Start of Dataset entries
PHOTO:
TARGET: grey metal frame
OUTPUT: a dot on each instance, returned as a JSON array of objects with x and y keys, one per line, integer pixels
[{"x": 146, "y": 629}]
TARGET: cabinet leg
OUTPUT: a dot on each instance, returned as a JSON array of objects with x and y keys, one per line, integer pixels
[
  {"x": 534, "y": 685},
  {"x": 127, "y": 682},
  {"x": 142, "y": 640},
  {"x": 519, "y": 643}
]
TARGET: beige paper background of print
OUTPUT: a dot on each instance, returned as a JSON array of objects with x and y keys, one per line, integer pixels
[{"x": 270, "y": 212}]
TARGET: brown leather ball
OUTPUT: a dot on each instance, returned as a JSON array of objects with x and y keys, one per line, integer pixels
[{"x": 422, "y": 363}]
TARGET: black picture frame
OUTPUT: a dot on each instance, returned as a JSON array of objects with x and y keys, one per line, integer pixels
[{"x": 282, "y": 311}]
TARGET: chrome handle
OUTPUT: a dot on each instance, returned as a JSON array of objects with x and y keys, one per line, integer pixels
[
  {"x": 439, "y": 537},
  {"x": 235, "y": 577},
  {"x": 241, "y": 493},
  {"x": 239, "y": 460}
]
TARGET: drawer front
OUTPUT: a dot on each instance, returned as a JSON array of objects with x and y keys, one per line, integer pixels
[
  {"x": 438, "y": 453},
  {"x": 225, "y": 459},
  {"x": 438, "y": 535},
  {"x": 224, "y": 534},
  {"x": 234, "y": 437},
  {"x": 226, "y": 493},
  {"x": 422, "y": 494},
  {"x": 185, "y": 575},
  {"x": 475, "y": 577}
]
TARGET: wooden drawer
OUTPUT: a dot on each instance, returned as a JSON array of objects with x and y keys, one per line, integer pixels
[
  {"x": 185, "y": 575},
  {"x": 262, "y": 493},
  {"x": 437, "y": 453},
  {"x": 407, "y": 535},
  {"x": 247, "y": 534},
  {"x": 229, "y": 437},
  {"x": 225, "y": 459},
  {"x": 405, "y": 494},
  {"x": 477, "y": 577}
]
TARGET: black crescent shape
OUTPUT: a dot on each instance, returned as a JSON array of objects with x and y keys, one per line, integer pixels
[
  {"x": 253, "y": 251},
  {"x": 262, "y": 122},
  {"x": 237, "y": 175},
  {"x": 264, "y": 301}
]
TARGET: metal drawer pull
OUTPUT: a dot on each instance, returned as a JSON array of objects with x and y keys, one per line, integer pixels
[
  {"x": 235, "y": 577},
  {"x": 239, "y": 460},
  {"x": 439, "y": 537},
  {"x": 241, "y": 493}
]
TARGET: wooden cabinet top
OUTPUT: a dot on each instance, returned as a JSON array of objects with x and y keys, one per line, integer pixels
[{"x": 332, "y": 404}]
End of Dataset entries
Rewrite all of the items above, replacing every occurrence of "drawer" with "compartment" and leaving everything else unchanged.

PHOTO:
TARGET: grey metal frame
OUTPUT: a dot on each instance, returned as a JSON array of objects with x and y keys, one per line, integer pixels
[{"x": 146, "y": 629}]
TARGET: cabinet leg
OUTPUT: a dot on each instance, returned as a JSON array of objects with x and y keys, one per line, integer pixels
[
  {"x": 534, "y": 685},
  {"x": 127, "y": 682},
  {"x": 142, "y": 640},
  {"x": 519, "y": 643}
]
TARGET: beige paper background of print
OUTPUT: a dot on each instance, returned as a JSON array of objects with x and y keys, one per line, integer pixels
[{"x": 270, "y": 212}]
TARGET: brown leather ball
OUTPUT: a dot on each instance, returned as a JSON array of objects with x and y keys, one per line, integer pixels
[{"x": 422, "y": 363}]
TARGET: black picture frame
OUTPUT: a dot on each instance, returned as a JSON array of objects with x and y keys, one per line, integer pixels
[{"x": 282, "y": 311}]
TARGET: chrome handle
OUTPUT: a dot on each instance, returned as a JSON array of objects with x and y keys, one per line, integer pixels
[
  {"x": 439, "y": 537},
  {"x": 235, "y": 577},
  {"x": 241, "y": 493},
  {"x": 239, "y": 460}
]
TARGET: compartment front
OUTPUT: a dot on each instance, returned as a JSON array of objects with x and y keys, one per line, integer pixels
[
  {"x": 438, "y": 453},
  {"x": 225, "y": 459},
  {"x": 438, "y": 535},
  {"x": 224, "y": 534},
  {"x": 234, "y": 437},
  {"x": 226, "y": 493},
  {"x": 422, "y": 494},
  {"x": 185, "y": 575},
  {"x": 475, "y": 577}
]
TARGET: wooden compartment
OUTPUT: a dot on each instance, returned as a JSON array of objects with x and y keys, one per line, integer pixels
[
  {"x": 185, "y": 575},
  {"x": 262, "y": 493},
  {"x": 437, "y": 453},
  {"x": 407, "y": 535},
  {"x": 247, "y": 534},
  {"x": 229, "y": 437},
  {"x": 225, "y": 459},
  {"x": 405, "y": 494},
  {"x": 477, "y": 577}
]
TARGET: black crescent shape
OUTPUT: a dot on each instance, returned as a JSON array of objects with x and y keys, one per line, integer pixels
[
  {"x": 253, "y": 251},
  {"x": 262, "y": 122},
  {"x": 237, "y": 175},
  {"x": 264, "y": 301}
]
TARGET: metal compartment pull
OUTPUT: a dot on each instance, returned as a JSON array of objects with x and y keys, one per line, integer pixels
[
  {"x": 235, "y": 577},
  {"x": 239, "y": 460},
  {"x": 439, "y": 537},
  {"x": 241, "y": 493}
]
TARGET: wooden cabinet top
OUTPUT: a dot on each instance, returned as a JSON array of objects with x and y keys, one per line, integer pixels
[{"x": 332, "y": 404}]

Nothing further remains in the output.